Reproduce word for word the part of the email header between "LKML Archive on" and "Message-ID: <20150225183748.GA2551@kernel.org> (raw)", inclusive.

::: DOCUMENT

LKML Archive on lore.kernel.org
help / color / mirror / Atom feed
From: Shaohua Li <shli@kernel.org>
To: Minchan Kim <minchan@kernel.org>
Cc: Michal Hocko <mhocko@suse.cz>,
	Andrew Morton <akpm@linux-foundation.org>,
	linux-kernel@vger.kernel.org, linux-mm@kvack.org,
	Rik van Riel <riel@redhat.com>,
	Johannes Weiner <hannes@cmpxchg.org>,
	Mel Gorman <mgorman@suse.de>,
	Yalin.Wang@sonymobile.com
Subject: Re: [PATCH RFC 1/4] mm: throttle MADV_FREE
Date: Wed, 25 Feb 2015 10:37:48 -0800	[thread overview]
Message-ID: <20150225183748.GA2551@kernel.org> (raw)

::::::
::: MATERIAL SUPPLIED

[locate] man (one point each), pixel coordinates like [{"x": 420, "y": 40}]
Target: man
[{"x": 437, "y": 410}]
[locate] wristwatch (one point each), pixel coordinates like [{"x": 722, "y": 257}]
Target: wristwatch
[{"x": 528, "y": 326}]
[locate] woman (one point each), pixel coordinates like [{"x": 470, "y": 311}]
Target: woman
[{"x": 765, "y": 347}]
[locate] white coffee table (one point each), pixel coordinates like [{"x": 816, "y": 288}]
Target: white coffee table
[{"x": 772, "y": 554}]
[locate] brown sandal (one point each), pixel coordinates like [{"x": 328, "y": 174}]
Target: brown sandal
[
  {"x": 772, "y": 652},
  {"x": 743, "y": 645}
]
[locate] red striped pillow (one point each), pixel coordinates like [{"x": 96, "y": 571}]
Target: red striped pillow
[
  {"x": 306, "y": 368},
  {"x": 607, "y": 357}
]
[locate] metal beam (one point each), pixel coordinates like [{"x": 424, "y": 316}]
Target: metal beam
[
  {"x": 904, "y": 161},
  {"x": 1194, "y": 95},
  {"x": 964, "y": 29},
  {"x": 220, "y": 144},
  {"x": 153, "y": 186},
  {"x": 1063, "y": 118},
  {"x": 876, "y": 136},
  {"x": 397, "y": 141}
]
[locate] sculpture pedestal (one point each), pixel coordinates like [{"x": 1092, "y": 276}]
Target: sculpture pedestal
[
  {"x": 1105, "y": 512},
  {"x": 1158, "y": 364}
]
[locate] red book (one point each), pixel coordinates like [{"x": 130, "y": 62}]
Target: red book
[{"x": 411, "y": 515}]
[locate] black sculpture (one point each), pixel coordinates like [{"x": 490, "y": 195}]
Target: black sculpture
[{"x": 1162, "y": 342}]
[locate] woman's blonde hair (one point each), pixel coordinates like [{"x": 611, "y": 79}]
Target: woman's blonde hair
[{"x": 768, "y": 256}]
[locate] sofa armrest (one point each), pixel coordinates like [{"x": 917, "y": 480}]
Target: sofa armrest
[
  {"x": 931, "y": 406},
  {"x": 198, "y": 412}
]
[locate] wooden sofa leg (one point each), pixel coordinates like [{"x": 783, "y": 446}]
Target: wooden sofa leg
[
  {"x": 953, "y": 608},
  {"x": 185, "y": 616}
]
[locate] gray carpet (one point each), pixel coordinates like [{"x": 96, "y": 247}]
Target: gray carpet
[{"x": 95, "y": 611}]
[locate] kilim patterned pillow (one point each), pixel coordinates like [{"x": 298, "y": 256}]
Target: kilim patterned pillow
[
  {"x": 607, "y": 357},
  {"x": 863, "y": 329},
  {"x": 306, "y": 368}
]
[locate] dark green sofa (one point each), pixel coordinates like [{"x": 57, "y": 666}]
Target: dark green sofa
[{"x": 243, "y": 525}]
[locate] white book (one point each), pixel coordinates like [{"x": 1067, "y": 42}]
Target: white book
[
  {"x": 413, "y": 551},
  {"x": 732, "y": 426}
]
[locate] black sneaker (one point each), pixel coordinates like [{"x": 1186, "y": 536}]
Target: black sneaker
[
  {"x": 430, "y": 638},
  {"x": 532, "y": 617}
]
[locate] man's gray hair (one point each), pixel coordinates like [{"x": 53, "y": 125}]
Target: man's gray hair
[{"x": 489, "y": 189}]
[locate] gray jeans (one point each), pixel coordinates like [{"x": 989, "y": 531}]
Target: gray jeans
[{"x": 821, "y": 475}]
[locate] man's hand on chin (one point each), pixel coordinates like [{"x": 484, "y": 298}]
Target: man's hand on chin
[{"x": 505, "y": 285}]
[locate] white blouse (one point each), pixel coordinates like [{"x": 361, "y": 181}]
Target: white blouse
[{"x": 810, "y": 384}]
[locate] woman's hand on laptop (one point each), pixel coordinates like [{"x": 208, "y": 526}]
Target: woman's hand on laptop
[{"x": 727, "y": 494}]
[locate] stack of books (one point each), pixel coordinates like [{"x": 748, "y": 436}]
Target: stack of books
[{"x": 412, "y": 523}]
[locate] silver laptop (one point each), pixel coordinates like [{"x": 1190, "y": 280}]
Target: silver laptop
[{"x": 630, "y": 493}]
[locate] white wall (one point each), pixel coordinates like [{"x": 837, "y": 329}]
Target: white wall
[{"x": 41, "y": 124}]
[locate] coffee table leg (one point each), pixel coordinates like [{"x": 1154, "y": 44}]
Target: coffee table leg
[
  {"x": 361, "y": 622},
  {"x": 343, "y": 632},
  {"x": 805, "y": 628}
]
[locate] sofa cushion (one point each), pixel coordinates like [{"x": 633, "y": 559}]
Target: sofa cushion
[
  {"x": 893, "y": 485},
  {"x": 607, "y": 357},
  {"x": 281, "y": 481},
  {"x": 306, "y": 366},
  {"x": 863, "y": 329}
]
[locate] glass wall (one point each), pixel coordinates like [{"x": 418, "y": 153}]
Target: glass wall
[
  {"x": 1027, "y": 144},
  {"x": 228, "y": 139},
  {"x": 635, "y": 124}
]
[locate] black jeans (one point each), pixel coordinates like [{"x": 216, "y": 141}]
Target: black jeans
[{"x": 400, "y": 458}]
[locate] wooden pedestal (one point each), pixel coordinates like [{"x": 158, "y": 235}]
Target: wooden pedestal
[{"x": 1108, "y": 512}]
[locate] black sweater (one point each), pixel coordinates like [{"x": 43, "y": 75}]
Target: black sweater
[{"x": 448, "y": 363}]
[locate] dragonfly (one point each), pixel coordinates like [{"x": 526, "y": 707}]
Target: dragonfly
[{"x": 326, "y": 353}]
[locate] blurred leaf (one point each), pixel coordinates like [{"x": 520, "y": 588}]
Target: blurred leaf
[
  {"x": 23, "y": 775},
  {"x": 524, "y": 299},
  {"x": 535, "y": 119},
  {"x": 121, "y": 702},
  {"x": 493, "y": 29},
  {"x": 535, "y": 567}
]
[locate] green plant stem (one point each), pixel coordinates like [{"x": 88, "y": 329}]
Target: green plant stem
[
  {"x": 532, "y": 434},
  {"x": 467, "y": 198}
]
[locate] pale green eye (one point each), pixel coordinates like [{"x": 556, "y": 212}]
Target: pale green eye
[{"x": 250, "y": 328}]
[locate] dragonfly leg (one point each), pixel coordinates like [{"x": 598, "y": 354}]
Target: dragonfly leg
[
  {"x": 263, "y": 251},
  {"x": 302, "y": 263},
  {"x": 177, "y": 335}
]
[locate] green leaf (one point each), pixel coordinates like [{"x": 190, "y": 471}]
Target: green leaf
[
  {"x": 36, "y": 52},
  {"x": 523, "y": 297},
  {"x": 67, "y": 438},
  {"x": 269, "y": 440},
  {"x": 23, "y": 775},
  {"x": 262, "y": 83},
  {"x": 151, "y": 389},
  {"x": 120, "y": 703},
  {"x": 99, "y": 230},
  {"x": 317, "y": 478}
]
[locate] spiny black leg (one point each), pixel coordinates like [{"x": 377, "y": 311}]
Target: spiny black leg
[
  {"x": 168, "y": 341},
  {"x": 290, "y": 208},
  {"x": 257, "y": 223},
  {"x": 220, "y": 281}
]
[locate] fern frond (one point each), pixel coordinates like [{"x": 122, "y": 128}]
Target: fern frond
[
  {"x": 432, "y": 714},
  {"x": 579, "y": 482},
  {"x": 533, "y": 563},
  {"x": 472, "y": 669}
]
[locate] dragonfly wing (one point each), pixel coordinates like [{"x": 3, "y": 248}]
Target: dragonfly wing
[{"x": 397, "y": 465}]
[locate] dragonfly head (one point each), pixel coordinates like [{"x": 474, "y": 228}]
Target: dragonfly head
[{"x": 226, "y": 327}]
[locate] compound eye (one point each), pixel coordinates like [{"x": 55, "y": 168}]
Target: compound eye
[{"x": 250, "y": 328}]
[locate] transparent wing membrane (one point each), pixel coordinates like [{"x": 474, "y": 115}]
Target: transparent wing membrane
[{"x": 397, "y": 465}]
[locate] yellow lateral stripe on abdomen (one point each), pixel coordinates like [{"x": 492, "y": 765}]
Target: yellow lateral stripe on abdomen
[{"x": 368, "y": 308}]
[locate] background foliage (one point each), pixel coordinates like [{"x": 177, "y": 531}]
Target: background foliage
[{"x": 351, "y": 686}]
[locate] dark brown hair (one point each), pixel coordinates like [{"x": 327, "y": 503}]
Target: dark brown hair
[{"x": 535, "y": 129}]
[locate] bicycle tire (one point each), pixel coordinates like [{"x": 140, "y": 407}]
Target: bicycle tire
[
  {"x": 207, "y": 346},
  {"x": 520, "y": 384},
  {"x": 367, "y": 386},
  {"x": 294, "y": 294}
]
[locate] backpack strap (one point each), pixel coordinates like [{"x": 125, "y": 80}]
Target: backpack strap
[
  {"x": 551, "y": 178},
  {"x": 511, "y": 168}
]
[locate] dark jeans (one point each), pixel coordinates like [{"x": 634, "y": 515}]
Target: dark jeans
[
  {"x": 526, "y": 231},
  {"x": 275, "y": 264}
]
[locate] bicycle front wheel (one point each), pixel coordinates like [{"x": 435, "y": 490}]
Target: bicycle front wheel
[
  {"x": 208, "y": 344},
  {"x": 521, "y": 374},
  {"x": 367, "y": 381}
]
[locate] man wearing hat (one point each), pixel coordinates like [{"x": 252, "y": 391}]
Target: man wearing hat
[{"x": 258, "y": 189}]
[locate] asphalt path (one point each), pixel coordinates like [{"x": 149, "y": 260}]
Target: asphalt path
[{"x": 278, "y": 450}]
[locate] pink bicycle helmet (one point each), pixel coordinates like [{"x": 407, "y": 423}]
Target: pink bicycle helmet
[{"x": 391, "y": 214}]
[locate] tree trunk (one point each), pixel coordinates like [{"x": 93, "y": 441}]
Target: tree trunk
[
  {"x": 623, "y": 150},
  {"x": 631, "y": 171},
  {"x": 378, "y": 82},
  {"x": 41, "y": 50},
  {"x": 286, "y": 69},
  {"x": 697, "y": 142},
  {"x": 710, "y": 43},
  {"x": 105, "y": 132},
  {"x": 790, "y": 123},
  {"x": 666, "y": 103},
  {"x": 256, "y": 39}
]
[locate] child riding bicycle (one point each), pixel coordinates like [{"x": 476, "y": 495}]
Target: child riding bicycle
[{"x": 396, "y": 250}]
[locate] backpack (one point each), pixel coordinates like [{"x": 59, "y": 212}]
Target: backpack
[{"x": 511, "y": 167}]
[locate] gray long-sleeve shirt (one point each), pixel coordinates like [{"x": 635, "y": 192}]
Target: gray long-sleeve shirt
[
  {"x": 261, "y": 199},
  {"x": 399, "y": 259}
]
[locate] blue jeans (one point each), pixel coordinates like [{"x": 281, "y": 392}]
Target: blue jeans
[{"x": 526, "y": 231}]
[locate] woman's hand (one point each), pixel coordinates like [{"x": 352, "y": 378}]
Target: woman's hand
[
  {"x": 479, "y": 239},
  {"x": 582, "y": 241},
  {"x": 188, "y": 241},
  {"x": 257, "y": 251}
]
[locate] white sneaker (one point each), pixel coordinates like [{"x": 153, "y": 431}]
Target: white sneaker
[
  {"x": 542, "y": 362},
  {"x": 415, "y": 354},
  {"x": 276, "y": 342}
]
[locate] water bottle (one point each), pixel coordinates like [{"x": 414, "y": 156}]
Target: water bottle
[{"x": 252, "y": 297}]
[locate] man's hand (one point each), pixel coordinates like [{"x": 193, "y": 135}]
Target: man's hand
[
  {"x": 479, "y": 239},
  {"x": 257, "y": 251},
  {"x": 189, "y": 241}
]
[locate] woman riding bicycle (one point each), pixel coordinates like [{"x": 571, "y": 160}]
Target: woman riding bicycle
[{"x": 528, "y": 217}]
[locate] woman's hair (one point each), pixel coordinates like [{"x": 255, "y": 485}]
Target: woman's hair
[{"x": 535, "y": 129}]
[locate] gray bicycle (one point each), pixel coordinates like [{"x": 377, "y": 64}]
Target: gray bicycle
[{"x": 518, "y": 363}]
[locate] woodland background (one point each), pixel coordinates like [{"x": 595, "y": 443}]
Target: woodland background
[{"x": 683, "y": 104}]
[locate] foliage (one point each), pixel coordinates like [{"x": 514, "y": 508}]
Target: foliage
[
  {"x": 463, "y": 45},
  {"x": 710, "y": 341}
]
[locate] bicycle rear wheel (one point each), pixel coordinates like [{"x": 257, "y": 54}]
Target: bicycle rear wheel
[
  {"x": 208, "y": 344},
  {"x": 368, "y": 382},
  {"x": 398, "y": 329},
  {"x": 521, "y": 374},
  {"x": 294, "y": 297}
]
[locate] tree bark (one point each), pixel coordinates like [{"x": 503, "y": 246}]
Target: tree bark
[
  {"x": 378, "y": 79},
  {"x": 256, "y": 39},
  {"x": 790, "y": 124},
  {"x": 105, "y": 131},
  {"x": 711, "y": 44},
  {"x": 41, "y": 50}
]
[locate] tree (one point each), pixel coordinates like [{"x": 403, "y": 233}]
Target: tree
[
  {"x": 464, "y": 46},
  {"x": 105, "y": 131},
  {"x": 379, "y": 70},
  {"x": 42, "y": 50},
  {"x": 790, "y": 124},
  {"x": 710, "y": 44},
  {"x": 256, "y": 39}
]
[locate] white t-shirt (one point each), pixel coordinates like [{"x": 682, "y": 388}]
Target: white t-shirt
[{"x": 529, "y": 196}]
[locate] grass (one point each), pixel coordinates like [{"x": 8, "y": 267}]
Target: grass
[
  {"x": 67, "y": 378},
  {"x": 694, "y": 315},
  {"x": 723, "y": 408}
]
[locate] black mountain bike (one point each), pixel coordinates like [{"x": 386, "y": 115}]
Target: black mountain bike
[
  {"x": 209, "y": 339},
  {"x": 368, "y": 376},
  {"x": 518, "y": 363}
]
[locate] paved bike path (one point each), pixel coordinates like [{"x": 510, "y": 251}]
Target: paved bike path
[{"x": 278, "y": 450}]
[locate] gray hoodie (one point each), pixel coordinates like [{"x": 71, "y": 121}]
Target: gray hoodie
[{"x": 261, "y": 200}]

::::::

OUTPUT FOR THIS EXERCISE:
LKML Archive on lore.kernel.org
help / color / mirror / Atom feed
From: Shaohua Li <shli@kernel.org>
To: Minchan Kim <minchan@kernel.org>
Cc: Michal Hocko <mhocko@suse.cz>,
	Andrew Morton <akpm@linux-foundation.org>,
	linux-kernel@vger.kernel.org, linux-mm@kvack.org,
	Rik van Riel <riel@redhat.com>,
	Johannes Weiner <hannes@cmpxchg.org>,
	Mel Gorman <mgorman@suse.de>,
	Yalin.Wang@sonymobile.com
Subject: Re: [PATCH RFC 1/4] mm: throttle MADV_FREE
Date: Wed, 25 Feb 2015 10:37:48 -0800	[thread overview]
Message-ID: <20150225183748.GA2551@kernel.org> (raw)